Stored items

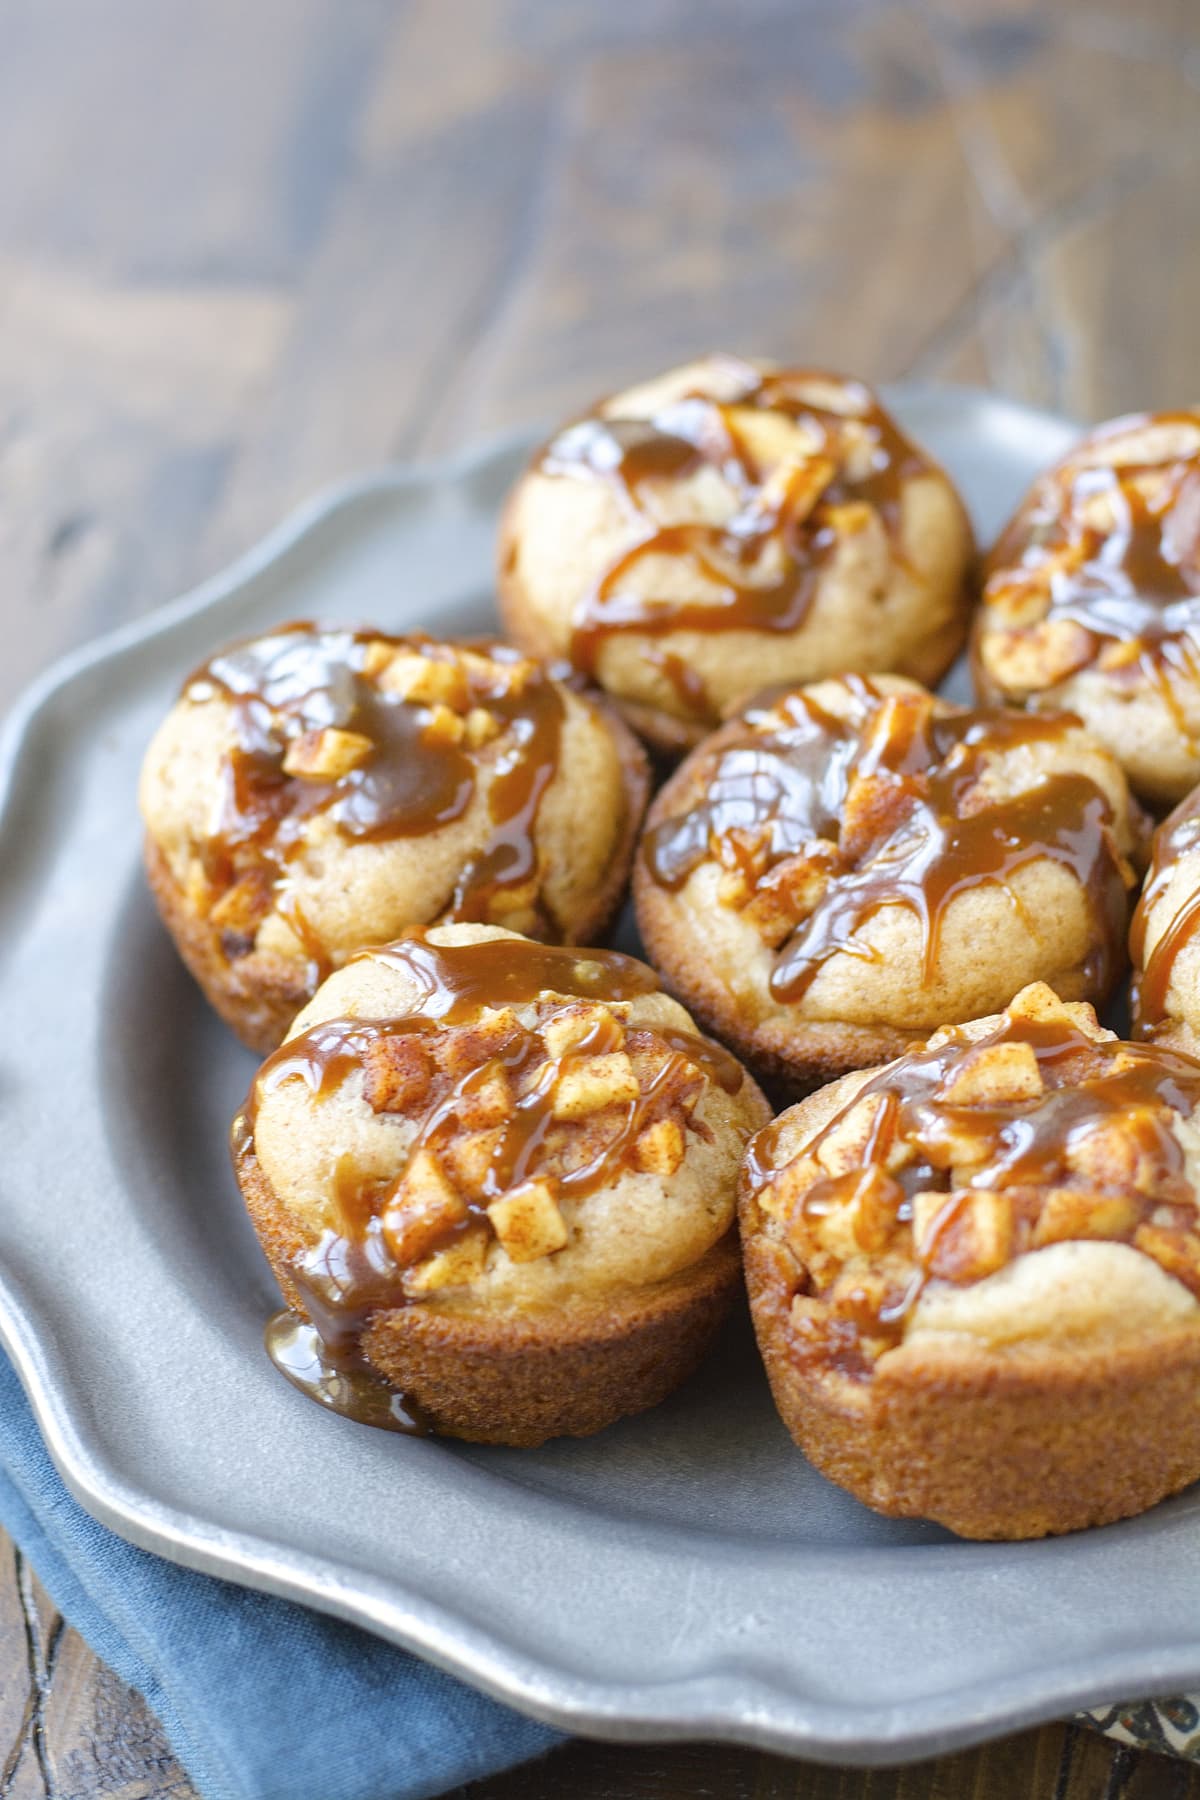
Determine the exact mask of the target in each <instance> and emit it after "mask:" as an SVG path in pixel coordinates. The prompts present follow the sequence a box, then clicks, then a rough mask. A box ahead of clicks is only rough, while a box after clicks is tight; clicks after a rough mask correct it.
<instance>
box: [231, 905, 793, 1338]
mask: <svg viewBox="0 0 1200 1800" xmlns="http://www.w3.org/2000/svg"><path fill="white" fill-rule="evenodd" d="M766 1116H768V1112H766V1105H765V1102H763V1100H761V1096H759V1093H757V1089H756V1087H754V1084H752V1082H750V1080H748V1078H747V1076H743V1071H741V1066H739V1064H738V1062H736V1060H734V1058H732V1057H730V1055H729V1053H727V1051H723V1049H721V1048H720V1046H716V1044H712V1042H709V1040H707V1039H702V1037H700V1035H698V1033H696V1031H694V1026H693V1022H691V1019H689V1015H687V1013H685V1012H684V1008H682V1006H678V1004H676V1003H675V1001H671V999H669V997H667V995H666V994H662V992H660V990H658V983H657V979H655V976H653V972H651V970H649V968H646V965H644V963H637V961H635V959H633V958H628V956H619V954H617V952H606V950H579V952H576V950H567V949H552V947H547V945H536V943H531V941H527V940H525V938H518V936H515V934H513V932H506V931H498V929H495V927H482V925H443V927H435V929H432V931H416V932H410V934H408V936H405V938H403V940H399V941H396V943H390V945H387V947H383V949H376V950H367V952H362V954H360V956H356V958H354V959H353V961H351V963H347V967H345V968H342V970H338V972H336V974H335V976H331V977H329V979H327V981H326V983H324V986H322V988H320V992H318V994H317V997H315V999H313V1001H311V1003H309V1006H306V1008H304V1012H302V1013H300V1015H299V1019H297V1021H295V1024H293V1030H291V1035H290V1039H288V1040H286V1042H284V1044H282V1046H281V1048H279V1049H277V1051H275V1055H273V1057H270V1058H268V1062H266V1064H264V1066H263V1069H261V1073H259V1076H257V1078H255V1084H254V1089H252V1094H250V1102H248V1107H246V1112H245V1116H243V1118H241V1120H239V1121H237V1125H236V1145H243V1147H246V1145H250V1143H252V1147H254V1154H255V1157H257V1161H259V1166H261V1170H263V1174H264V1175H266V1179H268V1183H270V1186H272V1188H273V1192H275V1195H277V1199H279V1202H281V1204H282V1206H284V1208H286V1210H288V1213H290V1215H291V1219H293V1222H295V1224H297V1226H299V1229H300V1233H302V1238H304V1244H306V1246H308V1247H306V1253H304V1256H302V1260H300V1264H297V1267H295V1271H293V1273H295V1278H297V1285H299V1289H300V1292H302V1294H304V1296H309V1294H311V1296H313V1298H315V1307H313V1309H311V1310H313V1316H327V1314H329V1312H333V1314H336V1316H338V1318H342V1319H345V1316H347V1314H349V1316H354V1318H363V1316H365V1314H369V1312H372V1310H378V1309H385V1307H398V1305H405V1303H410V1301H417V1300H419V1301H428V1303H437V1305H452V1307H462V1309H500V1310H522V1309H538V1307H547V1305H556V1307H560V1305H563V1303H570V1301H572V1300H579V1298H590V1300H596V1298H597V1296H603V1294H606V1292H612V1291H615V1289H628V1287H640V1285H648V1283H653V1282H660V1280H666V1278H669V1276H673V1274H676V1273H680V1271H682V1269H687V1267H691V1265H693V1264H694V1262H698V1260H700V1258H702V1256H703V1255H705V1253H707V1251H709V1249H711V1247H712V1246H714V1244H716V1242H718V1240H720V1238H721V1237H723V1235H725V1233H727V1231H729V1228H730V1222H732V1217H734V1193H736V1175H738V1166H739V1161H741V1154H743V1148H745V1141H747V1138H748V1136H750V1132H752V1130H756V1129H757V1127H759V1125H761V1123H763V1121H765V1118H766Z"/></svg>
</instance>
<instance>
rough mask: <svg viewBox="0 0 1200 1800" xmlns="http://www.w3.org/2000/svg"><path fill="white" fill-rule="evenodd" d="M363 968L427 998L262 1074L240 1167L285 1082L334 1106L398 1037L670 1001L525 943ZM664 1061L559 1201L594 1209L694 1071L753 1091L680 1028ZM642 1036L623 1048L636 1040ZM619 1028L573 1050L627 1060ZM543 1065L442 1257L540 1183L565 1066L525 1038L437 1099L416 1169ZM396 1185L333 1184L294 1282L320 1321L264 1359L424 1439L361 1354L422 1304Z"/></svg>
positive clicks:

## ASSIGNMENT
Whenever images occur above, omit them and retype each line exactly as it stands.

## EXERCISE SOLUTION
Determine the exact mask of the target in each <instance> and emit it after "mask:" as an SVG path in pixel coordinates. The prompts present follow the sequence a box, then clicks, then a rough mask. A box ahead of clicks is only rough, while a box after clicks is tight; clicks after a rough mask correct it.
<instance>
box: [231, 905, 793, 1338]
mask: <svg viewBox="0 0 1200 1800" xmlns="http://www.w3.org/2000/svg"><path fill="white" fill-rule="evenodd" d="M766 1116H768V1112H766V1105H765V1102H763V1100H761V1096H759V1093H757V1089H756V1087H754V1084H752V1082H750V1080H748V1078H747V1076H743V1071H741V1066H739V1064H738V1062H736V1060H734V1058H732V1057H730V1055H729V1053H727V1051H723V1049H721V1048H720V1046H716V1044H712V1042H709V1040H707V1039H702V1037H700V1035H698V1033H696V1031H694V1026H693V1022H691V1019H689V1015H687V1013H685V1012H684V1008H682V1006H678V1004H676V1003H675V1001H671V999H669V997H667V995H666V994H662V992H660V990H658V983H657V979H655V976H653V972H651V970H649V968H646V965H644V963H637V961H635V959H633V958H628V956H619V954H617V952H606V950H579V952H576V950H567V949H552V947H547V945H536V943H531V941H527V940H525V938H518V936H515V934H513V932H506V931H498V929H495V927H482V925H443V927H435V929H432V931H416V932H410V934H408V936H405V938H403V940H399V941H396V943H390V945H387V947H383V949H376V950H367V952H362V954H360V956H356V958H354V959H353V961H351V963H347V967H345V968H342V970H338V972H336V974H335V976H331V977H329V979H327V981H326V983H324V986H322V988H320V992H318V994H317V997H315V999H313V1001H311V1003H309V1006H306V1008H304V1012H302V1013H300V1015H299V1019H297V1021H295V1024H293V1030H291V1035H290V1039H288V1040H286V1042H284V1044H282V1046H281V1048H279V1049H277V1051H275V1055H273V1057H270V1058H268V1062H266V1064H264V1066H263V1069H261V1073H259V1076H257V1078H255V1084H254V1089H252V1094H250V1102H248V1107H246V1112H245V1116H243V1118H241V1120H239V1121H237V1125H236V1145H243V1147H246V1145H250V1143H252V1147H254V1154H255V1157H257V1161H259V1166H261V1170H263V1174H264V1175H266V1179H268V1183H270V1186H272V1188H273V1192H275V1195H277V1199H279V1202H281V1204H282V1206H284V1208H286V1210H288V1213H290V1215H291V1219H293V1222H295V1224H297V1226H299V1229H300V1233H302V1238H304V1244H306V1246H308V1247H306V1253H304V1256H302V1260H300V1264H297V1267H295V1271H293V1273H295V1278H297V1285H299V1289H300V1292H302V1294H304V1296H309V1294H311V1296H313V1298H315V1307H313V1309H311V1310H313V1316H327V1314H329V1312H333V1314H336V1316H338V1318H342V1319H345V1316H347V1314H349V1316H354V1318H363V1316H365V1314H369V1312H372V1310H378V1309H385V1307H398V1305H405V1303H410V1301H417V1300H419V1301H428V1303H437V1305H452V1307H462V1309H500V1310H522V1309H538V1307H547V1305H556V1307H560V1305H563V1303H570V1301H572V1300H579V1298H590V1300H596V1298H597V1296H603V1294H606V1292H612V1291H615V1289H628V1287H640V1285H648V1283H653V1282H660V1280H666V1278H669V1276H673V1274H676V1273H680V1271H682V1269H687V1267H691V1265H693V1264H694V1262H698V1260H700V1258H702V1256H703V1255H705V1253H707V1251H709V1249H711V1247H712V1246H714V1244H716V1242H718V1240H720V1238H721V1237H723V1235H725V1233H727V1231H729V1228H730V1222H732V1217H734V1193H736V1175H738V1166H739V1161H741V1154H743V1148H745V1141H747V1138H748V1136H750V1132H752V1130H756V1129H757V1127H759V1125H761V1123H763V1121H765V1118H766Z"/></svg>
</instance>
<instance>
rough mask: <svg viewBox="0 0 1200 1800" xmlns="http://www.w3.org/2000/svg"><path fill="white" fill-rule="evenodd" d="M363 968L427 998L262 1074L240 1167L285 1082L334 1106L398 1037L670 1001L525 943ZM664 1061L559 1201L594 1209L694 1071L753 1091L680 1028ZM642 1036L623 1048L636 1040ZM619 1028L573 1050L627 1060ZM543 1065L442 1257L540 1183L565 1066L525 1038L437 1099L416 1169ZM396 1185L333 1184L294 1282L320 1321L264 1359L424 1439L361 1354L422 1304Z"/></svg>
positive clicks:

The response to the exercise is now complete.